Aussi, c'est en formant les vœux que Paris devienne pour quelques jours la capitale de l'Internet que j'ai souhaité vous réunir, à la veille du G8.
Ce moment est important car c'est à ma connaissance la première fois, que l'ensemble de ceux qui ont contribué par leur talent à changer le monde, je devrais dire, à nous faire changer de monde, sont réunis en un seul et même lieu.
La France et le G8 ont en effet l'honneur d'accueillir des femmes et des hommes dont le nom est aujourd'hui attaché à l'émergence d'une nouvelle forme de civilisation.
Si nous savons nous écouter, nous parler, nous entendre, j'ai l'intime conviction que nous sommes en mesure de donner à ce G8 une dimension historique ; de permettre à notre époque de prendre pleinement conscience d'elle-même et de dépasser de formidables aventures individuelles pour entrer de plain-pied dans l'histoire collective.
Notre monde avait déjà connu deux mondialisations.

• **VOS TÂCHES**:
#1 Recopiez le passage du texte sur Internet et le G8 compris entre "Ce moment est" et "et même lieu.", ces deux extraits inclus.
#2 D'après le texte sur Internet et le G8, combien de mondialisations notre monde avait-il déjà connues ?
#3 Poursuivez le texte sur Internet et le G8 à la suite de sa dernière phrase.

• **JEU DE DONNÉES**:
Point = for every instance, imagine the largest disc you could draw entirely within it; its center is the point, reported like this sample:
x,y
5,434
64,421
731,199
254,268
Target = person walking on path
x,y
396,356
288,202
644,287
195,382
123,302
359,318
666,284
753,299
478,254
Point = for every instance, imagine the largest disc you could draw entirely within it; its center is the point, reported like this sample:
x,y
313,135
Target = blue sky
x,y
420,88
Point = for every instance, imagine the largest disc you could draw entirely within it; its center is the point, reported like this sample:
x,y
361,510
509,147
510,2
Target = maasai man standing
--
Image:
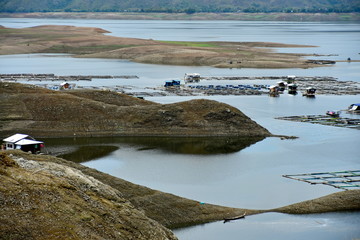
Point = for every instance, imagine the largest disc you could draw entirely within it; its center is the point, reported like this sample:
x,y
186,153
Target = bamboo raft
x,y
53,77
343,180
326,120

• **RÉPONSES AUX TÂCHES**:
#1
Ce moment est important car c'est à ma connaissance la première fois, que l'ensemble de ceux qui ont contribué par leur talent à changer le monde, je devrais dire, à nous faire changer de monde, sont réunis en un seul et même lieu.

#2 Deux.

#3
De la première, celle des grandes découvertes, nous avons hérité un monde achevé, un monde dont Magellan pouvait faire le tour, un monde que l'on pouvait explorer et cartographier.
De la seconde, celle des révolutions industrielles, nous avons hérité un espace non seulement achevé mais domestiqué, asservi même parfois.
Avec la troisième mondialisation, celle dont vous êtes tout à la fois les acteurs et les promoteurs, vous avez changé la perception que le monde se fait de lui-même.
Vous avez changé la notion d'espace car Internet non seulement abolit la distance qui sépare les hommes mais il ouvre un monde virtuel qui est par définition, sans limites.
Un monde où chacun peut entrer en contact avec l'autre.
Un monde où chacun peut construire son propre territoire, sa propre communauté, voire sa propre société.
Vous avez changé la notion du temps en abolissant la notion même de durée au profit d'une immédiateté qui donne à chacun la possibilité d'accéder instantanément à l'autre, à l'information et pour tout dire au champ des possibles.
Vous avez changé jusqu'à la perception de l'Histoire car même si elle est parfois contestable, dans sa méthode comme dans ses effets, la transparence s'est imposée aux États eux-mêmes.
Vous avez changé la relation aux choses et aux objets par le seul phénomène de la « dématérialisation ».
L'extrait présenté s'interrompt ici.